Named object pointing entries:
++++++++++++++++++++

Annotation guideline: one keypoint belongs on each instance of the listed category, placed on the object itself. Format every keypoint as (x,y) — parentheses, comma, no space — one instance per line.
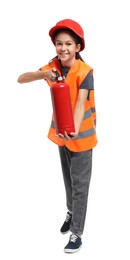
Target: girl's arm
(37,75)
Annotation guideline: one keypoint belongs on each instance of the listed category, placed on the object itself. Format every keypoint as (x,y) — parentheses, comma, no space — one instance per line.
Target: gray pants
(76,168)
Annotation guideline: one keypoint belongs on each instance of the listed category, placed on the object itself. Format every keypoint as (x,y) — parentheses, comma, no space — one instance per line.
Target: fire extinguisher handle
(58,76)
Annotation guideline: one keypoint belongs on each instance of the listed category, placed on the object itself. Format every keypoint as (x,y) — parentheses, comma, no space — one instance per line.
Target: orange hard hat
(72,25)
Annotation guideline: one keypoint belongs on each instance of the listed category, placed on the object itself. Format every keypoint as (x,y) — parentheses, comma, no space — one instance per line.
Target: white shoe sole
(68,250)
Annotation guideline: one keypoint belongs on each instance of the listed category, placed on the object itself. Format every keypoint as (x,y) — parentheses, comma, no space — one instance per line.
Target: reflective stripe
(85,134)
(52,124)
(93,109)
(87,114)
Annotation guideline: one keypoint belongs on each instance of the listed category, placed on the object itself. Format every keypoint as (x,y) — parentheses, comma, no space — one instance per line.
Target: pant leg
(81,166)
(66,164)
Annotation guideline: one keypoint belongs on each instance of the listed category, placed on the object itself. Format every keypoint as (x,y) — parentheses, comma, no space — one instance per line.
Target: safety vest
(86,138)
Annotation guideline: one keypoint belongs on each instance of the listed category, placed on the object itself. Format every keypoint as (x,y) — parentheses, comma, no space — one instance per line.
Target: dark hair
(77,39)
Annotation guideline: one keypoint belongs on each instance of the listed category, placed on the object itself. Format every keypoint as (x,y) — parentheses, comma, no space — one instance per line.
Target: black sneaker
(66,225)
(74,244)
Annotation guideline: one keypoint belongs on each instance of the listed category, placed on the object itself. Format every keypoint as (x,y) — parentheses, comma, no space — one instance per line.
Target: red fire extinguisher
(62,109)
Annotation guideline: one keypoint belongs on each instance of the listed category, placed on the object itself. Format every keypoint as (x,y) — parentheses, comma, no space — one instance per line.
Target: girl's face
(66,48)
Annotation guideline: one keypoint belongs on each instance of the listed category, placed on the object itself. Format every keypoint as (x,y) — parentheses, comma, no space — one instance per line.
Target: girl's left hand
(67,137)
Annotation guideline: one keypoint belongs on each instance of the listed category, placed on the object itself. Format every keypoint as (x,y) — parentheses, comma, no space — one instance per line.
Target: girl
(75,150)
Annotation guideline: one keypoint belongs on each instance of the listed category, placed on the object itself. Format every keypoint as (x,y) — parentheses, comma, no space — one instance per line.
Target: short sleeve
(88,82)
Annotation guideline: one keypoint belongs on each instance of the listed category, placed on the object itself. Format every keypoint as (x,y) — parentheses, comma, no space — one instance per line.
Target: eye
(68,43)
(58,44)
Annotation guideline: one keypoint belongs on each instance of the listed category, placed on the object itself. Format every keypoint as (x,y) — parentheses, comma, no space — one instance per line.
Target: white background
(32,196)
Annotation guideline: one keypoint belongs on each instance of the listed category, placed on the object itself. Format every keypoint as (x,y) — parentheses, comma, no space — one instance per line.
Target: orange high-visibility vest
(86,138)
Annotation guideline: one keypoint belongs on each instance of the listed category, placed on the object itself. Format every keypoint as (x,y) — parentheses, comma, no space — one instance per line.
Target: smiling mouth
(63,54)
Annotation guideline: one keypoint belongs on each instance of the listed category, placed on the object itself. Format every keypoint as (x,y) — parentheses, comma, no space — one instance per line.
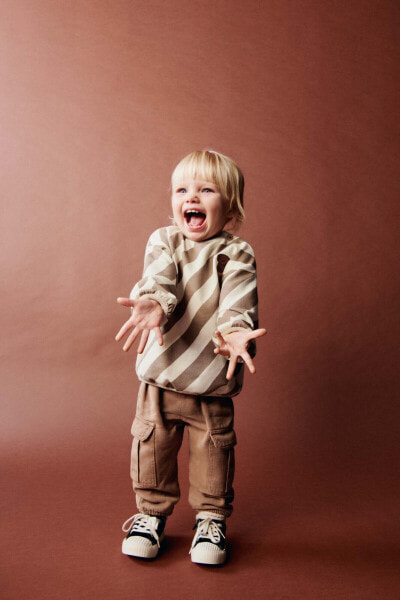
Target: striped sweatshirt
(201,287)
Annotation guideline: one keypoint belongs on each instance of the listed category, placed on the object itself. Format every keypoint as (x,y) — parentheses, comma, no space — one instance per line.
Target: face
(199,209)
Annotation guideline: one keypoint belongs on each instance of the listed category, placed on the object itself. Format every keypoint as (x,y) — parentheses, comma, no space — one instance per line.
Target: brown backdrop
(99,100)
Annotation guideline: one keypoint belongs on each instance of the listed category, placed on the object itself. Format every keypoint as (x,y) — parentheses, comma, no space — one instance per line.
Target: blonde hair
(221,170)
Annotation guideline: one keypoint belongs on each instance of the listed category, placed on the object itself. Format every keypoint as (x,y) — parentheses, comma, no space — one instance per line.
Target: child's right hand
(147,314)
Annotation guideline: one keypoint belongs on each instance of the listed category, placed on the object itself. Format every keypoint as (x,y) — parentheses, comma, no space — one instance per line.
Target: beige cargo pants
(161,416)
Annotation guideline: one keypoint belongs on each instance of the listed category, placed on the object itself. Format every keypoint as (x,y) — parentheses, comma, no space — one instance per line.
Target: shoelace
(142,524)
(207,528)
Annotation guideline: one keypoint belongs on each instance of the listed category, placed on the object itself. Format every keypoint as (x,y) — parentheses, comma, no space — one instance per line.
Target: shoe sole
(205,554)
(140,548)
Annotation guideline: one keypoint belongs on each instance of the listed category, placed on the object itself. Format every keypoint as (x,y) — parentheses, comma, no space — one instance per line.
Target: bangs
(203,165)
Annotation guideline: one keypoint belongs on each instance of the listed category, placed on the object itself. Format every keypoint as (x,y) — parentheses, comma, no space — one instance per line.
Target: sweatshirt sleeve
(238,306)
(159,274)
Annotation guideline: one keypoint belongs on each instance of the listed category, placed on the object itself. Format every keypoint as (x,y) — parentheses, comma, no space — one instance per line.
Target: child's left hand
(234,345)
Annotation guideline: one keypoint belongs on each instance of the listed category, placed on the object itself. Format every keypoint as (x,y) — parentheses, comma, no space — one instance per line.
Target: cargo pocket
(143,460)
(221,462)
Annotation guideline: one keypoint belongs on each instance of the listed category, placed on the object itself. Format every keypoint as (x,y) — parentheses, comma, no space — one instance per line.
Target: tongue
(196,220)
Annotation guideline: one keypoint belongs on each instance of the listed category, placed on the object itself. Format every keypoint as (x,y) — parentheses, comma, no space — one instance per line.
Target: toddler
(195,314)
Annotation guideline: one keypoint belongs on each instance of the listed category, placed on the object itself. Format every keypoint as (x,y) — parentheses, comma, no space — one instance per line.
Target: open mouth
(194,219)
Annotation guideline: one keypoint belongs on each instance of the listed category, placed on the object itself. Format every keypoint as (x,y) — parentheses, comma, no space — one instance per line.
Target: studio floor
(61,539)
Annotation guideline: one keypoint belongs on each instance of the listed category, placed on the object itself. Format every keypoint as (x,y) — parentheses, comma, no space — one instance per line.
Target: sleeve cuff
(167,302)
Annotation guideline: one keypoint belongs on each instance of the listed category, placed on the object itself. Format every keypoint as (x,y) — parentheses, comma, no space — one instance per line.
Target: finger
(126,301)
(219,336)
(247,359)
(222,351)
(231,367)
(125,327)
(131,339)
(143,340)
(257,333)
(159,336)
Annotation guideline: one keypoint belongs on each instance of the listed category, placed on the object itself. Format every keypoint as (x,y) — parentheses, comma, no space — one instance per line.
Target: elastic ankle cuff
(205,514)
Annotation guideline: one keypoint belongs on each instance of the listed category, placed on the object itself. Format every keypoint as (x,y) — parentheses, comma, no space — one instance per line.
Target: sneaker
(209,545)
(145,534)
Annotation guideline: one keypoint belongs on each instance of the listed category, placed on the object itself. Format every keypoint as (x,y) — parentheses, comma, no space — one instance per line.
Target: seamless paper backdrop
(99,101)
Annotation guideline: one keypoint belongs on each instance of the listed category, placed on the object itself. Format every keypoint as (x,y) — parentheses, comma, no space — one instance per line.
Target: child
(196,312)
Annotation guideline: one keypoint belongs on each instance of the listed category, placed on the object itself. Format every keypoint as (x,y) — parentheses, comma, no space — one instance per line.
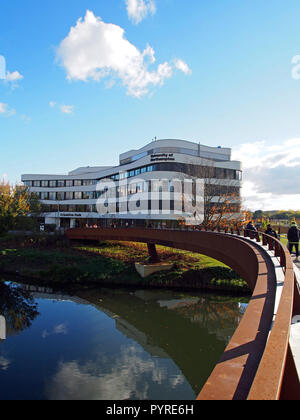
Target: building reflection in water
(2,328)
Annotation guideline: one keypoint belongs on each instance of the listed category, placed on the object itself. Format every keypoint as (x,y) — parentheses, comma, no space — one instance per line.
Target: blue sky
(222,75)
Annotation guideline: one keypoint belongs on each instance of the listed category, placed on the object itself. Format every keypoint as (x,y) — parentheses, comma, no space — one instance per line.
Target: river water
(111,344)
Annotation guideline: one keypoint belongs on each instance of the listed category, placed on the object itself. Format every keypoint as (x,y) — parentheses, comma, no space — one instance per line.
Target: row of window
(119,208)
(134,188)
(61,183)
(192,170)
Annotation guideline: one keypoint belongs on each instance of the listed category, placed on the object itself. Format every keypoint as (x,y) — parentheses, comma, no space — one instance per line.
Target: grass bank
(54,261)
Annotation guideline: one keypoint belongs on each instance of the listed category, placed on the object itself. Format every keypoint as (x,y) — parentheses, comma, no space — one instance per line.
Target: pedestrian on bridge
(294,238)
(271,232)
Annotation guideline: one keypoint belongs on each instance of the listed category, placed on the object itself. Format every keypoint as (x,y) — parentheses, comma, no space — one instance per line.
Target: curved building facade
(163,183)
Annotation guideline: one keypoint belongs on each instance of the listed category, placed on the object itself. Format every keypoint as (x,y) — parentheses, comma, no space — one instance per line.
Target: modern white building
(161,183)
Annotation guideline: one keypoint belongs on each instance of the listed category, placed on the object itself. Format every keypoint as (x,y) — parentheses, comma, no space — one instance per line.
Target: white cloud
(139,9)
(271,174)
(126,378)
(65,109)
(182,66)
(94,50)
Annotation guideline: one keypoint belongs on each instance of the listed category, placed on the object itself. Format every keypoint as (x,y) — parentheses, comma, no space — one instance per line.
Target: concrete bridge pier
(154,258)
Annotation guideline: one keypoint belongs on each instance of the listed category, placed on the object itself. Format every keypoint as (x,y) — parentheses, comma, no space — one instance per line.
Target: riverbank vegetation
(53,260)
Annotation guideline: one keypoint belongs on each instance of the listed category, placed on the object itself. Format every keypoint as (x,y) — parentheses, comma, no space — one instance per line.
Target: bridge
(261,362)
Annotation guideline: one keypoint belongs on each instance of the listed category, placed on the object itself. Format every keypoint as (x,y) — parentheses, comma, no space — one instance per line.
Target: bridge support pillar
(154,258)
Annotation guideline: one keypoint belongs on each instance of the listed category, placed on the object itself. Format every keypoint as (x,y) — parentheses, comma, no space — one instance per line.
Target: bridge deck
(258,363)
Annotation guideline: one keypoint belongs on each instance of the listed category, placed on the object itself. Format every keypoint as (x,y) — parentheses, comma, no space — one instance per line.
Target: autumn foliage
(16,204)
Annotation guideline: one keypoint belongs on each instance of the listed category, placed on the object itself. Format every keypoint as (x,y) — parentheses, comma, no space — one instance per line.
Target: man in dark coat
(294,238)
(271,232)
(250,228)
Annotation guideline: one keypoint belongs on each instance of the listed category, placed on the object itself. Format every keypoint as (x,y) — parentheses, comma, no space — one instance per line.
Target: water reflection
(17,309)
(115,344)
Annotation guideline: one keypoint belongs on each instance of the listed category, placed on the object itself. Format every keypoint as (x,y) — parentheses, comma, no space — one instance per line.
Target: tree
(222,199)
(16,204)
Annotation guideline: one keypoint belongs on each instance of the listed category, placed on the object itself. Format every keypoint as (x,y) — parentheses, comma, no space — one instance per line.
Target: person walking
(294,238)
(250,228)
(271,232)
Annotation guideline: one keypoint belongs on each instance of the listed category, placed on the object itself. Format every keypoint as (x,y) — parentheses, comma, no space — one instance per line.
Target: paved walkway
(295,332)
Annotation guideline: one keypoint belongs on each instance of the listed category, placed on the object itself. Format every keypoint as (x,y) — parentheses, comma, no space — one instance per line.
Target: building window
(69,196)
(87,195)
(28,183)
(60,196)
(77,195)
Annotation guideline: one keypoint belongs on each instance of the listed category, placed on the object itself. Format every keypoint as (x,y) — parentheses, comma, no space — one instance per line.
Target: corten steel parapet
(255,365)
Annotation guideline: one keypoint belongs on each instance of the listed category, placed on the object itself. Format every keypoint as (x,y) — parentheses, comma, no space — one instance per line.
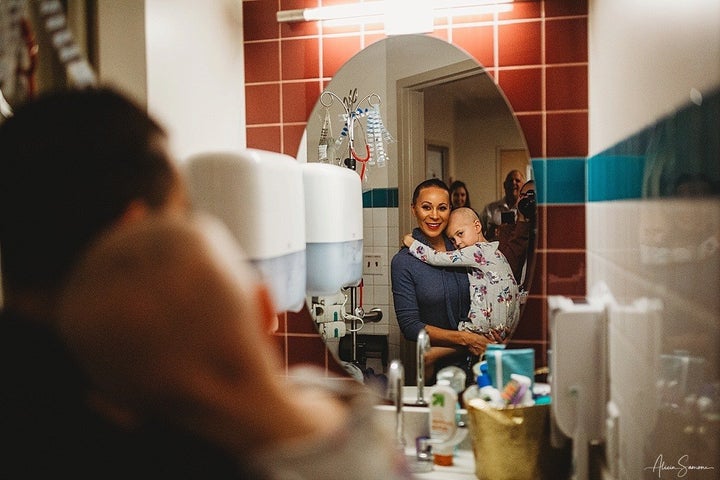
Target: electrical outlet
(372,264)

++++++++++++++++++++

Collect every line of the material above that contains the string "hair". Case counts.

Solution below:
Target: dark hair
Target: blonde hair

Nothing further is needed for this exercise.